Short exercise: Go through the entries and transcribe each one exactly, dropping the pictures.

Records for the task:
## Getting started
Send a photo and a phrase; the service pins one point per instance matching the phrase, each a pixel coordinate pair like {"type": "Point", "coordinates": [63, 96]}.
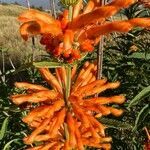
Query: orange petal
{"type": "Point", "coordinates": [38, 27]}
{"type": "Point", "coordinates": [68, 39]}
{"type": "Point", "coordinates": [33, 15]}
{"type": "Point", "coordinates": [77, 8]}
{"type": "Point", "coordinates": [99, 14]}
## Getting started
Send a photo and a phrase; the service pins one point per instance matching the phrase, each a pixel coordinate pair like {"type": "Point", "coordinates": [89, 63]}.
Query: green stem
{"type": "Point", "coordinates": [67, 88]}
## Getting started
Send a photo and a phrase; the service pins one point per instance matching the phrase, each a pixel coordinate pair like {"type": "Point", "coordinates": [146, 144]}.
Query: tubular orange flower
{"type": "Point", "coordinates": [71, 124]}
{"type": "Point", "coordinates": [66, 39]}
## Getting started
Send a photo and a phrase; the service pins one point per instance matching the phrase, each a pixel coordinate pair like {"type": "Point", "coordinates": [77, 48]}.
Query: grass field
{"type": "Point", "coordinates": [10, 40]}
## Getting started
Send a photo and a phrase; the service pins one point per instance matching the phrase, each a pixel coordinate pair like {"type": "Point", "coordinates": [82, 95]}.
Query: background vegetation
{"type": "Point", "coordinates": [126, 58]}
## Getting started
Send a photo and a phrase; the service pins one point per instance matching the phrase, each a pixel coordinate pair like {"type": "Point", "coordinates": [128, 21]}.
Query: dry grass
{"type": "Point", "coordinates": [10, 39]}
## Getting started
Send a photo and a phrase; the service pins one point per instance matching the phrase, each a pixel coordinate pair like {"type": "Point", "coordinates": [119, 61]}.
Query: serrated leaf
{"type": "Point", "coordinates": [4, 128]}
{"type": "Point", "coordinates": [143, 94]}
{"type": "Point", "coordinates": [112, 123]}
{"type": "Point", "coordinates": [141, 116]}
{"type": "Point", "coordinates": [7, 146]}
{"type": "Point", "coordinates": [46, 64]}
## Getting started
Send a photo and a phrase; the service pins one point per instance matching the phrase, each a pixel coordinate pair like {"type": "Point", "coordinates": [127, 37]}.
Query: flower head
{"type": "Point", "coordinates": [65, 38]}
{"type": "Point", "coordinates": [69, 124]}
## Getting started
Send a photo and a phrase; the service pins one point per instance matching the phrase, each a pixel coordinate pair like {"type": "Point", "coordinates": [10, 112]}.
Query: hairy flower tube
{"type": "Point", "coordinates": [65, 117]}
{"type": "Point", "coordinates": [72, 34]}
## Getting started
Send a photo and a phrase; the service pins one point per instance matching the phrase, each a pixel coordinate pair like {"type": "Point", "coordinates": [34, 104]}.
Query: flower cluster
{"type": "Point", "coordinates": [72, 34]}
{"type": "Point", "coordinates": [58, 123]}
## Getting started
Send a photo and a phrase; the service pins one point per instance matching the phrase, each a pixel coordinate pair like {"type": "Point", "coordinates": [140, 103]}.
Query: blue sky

Answer to the exercise:
## Getting started
Send a photo and a phrase; the service pins one point per instance matching the phrase, each a pixel coordinate pair like {"type": "Point", "coordinates": [63, 96]}.
Query: orange petal
{"type": "Point", "coordinates": [38, 27]}
{"type": "Point", "coordinates": [68, 39]}
{"type": "Point", "coordinates": [33, 15]}
{"type": "Point", "coordinates": [77, 8]}
{"type": "Point", "coordinates": [99, 14]}
## Getting started
Send a photo and a phrase; the service pins one point per instance matching the phrase, each a pixel coordinate pair like {"type": "Point", "coordinates": [89, 63]}.
Query: green stem
{"type": "Point", "coordinates": [67, 88]}
## Getting started
Send a photo and a phrase; the service pins one point per instance matching the phrase, each a pixel coordinate pair like {"type": "Point", "coordinates": [146, 144]}.
Query: tubular orange flower
{"type": "Point", "coordinates": [71, 124]}
{"type": "Point", "coordinates": [66, 39]}
## Getting started
Send a photo and a phrase; the service pins one point per instance matching the phrase, each a pixel coordinate pair like {"type": "Point", "coordinates": [77, 48]}.
Query: grass field
{"type": "Point", "coordinates": [10, 40]}
## Getting started
Send a photo and a phrase; the service pins one point per instance matching the phrase, each a pixel coordinate pair like {"type": "Point", "coordinates": [82, 95]}.
Query: background vegetation
{"type": "Point", "coordinates": [126, 58]}
## Getting started
Send a photo and a phrase; the service pins one point per instance matching the phrase, each a pixel coordinate pair like {"type": "Point", "coordinates": [128, 21]}.
Query: dry grass
{"type": "Point", "coordinates": [10, 39]}
## Getting started
Send a photo and a phrase; the service pins one point per instance matching the phrase, each a pixel coordinate pair like {"type": "Point", "coordinates": [119, 61]}.
Query: serrated leaf
{"type": "Point", "coordinates": [4, 128]}
{"type": "Point", "coordinates": [143, 94]}
{"type": "Point", "coordinates": [112, 123]}
{"type": "Point", "coordinates": [141, 116]}
{"type": "Point", "coordinates": [7, 146]}
{"type": "Point", "coordinates": [46, 64]}
## Getting started
Send a photo and a phrase; the service pins one point per instance matching the phrase, each a pixel coordinate pair like {"type": "Point", "coordinates": [127, 37]}.
Query: flower head
{"type": "Point", "coordinates": [65, 38]}
{"type": "Point", "coordinates": [69, 124]}
## Getting started
Send a photo and a phrase; the service pins one point per instance matching the phrase, each a pixel coordinate pair like {"type": "Point", "coordinates": [10, 112]}.
Query: hairy flower tube
{"type": "Point", "coordinates": [65, 117]}
{"type": "Point", "coordinates": [72, 34]}
## Getting started
Send a photo and a phrase; the service pins one point per instance matching the phrase, each a pixel coordinate pair like {"type": "Point", "coordinates": [34, 104]}.
Query: flower cluster
{"type": "Point", "coordinates": [72, 34]}
{"type": "Point", "coordinates": [58, 123]}
## Getting started
Send a photo and a phrase; the service pins one point per instance matching the phrase, each a pixel coordinate pair like {"type": "Point", "coordinates": [140, 103]}.
Query: blue sky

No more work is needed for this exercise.